PROBLEMS
A - Rewrite the Aviva article from "It also announced" to "new financial crisis.", inclusive, replacing "new customers" with "prospective customers".
B - Answer these questions about the Aviva article:
(i) On what date were Aviva's 2023 results announced?
(ii) What yield does the author treat as the minimum for a high-yield stock?
(iii) How large is the new share buyback program Aviva announced?

┌─ DOCUMENT SECTION

Should I buy more after Aviva’s share price jumps on 2023 results?

Aviva’s share price spiked on good results, but more importantly for me is that its dividend increase made it a true high-yield stock again in my view.

| More on:

The content of this article was relevant at the time of publishing. Circumstances change continuously and caution should therefore be exercised when relying upon any content contained within this article.

You’re reading a free article with opinions that may differ from The Motley Fool’s Premium Investing Services. Become a Motley Fool member today to get instant access to our top analyst recommendations, in-depth research, investing resources, and more. Learn More.

Aviva logo on glass meeting room door

Image source: Aviva plc

Before Aviva’s (LSE: AV) results last week I had been seriously considering selling the stock.

No man’s land

Following my 50th birthday a while back, I decided to sell all but a handful of my growth stocks. Instead, I bought shares in even more companies that paid high dividends, and the higher the better.

Why this strategy? At my age, I want to have a regular stream of high revenue coming from my investments. This means dividend stocks paying high yields.

Sure, yields change as dividend payouts and share prices move. But at least I’m being paid something, provided I choose the stocks well.

Growth stocks, on the other hand, frequently pay no dividend at all. My only return from these is if the shares rise in price, which is often a big if. The handful I retain are proven winners over the long term, so far at least.

My problem with Aviva before its 2023 results were announced on 7 March was that it was in a no man’s land for me.

It was yielding under 7%. That’s my minimum for a high-yield stock. Why? Because the ‘risk-free rate’ (10-year UK government bond yield) is just over 4% and stocks are much riskier.

And its share price hadn’t been notably higher – above £5 – since 25 June 2018 (closing price, £5.04).

Dividend increased by 8%

In its 2023 results, Aviva increased the dividend by 8% to 33.4p a share, from 31p in 2022. On the current share price of £4.67, this gives a yield of 7.15% — above my minimum threshold, for now.

It also announced a new £300m share buyback programme to begin immediately. Buybacks tend to benefit share prices.

Both initiatives are supported by a 9% rise in operating profits in 2023 to £1.47bn, from £1.35bn in 2022.

A risk in the stock is that inflation rises again in Aviva’s core markets of the UK, US, and Canada remains elevated.

This would prevent interest rates from falling as expected and keep the cost of living high. In these circumstances, existing clients may cancel policies and new customers may be deterred.

Another risk would be a genuine new financial crisis.

└─
┌─ DATA PROVIDED

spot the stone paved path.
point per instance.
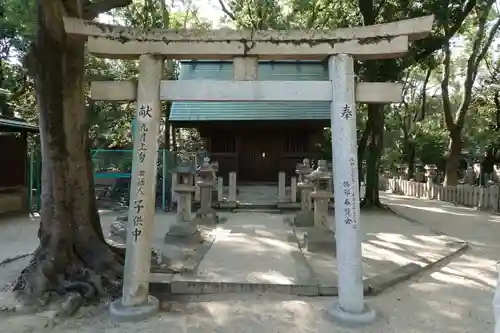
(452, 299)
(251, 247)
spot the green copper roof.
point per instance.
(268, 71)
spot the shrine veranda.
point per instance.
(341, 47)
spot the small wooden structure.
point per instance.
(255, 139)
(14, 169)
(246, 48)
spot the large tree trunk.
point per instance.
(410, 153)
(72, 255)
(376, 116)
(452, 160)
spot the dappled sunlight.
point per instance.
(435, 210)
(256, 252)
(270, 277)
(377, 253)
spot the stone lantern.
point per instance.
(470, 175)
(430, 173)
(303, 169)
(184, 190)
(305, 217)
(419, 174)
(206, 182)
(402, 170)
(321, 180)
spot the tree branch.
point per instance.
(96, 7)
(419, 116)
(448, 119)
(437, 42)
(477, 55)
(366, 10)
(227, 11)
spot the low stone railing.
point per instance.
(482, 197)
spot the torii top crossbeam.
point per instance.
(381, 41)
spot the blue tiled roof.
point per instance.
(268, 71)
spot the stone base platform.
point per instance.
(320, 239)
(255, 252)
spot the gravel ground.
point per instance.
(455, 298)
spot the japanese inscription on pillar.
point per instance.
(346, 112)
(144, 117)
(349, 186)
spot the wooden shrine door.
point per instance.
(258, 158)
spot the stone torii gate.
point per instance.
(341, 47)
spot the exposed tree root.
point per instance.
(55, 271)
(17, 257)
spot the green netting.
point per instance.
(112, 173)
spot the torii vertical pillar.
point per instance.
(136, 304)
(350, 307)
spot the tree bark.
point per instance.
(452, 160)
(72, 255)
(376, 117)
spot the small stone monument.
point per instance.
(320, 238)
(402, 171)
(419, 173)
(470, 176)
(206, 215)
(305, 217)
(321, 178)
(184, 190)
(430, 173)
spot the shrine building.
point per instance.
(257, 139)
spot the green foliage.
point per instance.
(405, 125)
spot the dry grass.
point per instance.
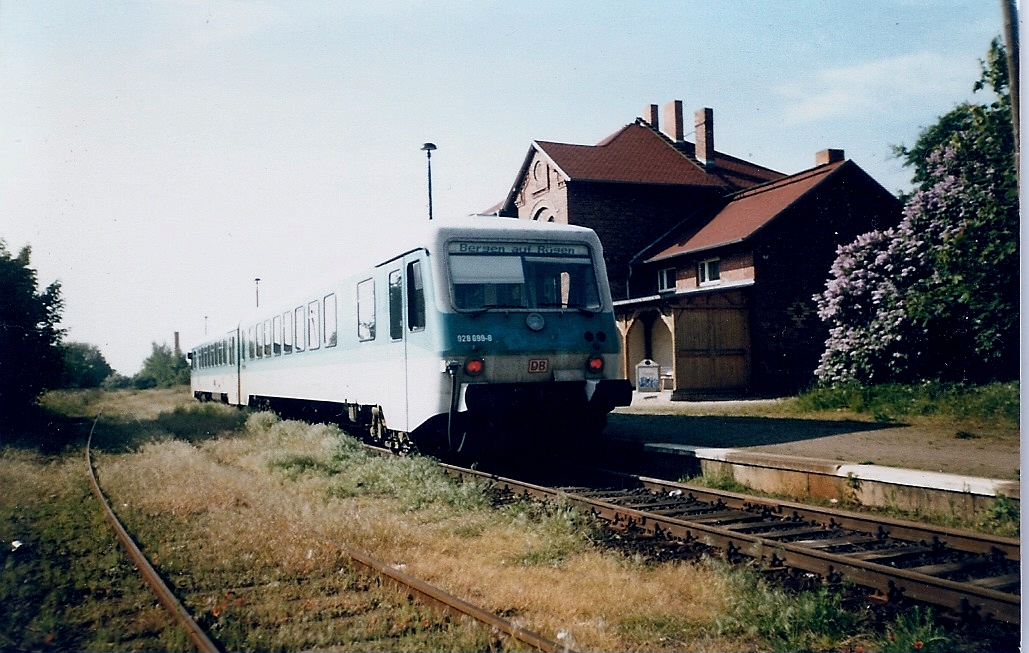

└─

SOLUTIONS TO THE PROBLEMS
A -
It also announced a new £300m share buyback programme to begin immediately. Buybacks tend to benefit share prices.

Both initiatives are supported by a 9% rise in operating profits in 2023 to £1.47bn, from £1.35bn in 2022.

A risk in the stock is that inflation rises again in Aviva’s core markets of the UK, US, and Canada remains elevated.

This would prevent interest rates from falling as expected and keep the cost of living high. In these circumstances, existing clients may cancel policies and prospective customers may be deterred.

Another risk would be a genuine new financial crisis.

B -
(i) 7 March
(ii) 7%
(iii) £300m